▶ [Dataset entries]
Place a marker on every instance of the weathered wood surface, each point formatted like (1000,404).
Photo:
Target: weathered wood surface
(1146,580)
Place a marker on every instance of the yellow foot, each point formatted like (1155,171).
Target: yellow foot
--
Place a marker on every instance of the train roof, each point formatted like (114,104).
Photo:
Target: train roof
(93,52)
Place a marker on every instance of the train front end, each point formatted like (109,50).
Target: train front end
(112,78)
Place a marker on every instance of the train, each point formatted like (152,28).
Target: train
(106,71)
---
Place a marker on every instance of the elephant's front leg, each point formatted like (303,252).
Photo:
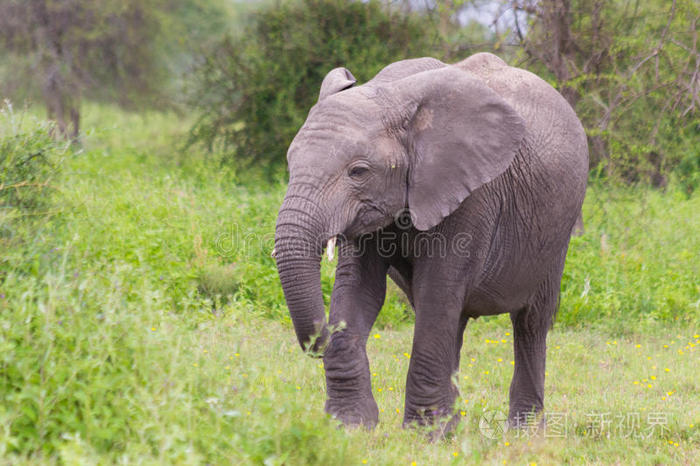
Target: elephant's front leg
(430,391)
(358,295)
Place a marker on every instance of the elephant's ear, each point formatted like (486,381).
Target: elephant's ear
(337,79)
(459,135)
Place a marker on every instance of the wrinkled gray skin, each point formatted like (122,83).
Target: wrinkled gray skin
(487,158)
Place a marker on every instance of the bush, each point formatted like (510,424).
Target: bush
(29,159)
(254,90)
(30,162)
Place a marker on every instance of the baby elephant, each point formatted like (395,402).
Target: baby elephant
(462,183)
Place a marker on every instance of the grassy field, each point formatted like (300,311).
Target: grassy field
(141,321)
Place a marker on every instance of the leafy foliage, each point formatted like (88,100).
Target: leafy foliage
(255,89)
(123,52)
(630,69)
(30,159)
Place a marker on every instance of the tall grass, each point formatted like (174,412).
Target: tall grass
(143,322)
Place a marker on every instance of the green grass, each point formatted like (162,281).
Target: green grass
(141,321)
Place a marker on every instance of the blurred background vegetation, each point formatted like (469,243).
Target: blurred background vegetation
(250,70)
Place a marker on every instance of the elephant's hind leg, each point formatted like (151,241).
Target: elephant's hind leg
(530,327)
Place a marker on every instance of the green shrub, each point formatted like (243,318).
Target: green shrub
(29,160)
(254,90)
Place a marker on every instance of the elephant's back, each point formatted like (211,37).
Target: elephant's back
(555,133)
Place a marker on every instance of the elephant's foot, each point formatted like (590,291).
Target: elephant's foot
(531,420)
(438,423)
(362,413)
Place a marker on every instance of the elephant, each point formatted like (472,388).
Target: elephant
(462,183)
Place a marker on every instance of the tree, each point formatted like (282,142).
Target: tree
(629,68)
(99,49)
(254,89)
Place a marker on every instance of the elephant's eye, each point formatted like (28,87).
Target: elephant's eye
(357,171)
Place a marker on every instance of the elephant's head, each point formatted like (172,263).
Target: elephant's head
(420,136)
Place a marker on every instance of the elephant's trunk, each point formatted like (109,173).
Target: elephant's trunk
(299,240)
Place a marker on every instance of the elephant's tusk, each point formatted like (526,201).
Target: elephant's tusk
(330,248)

▶ [Objective] Pick out and copy every line in the listing above that contains the string "surface". The match is case-sensitive.

▶ [Correct answer]
Place a marker on every instance of the weathered wood surface, each point formatted like (1000,404).
Target: weathered wood surface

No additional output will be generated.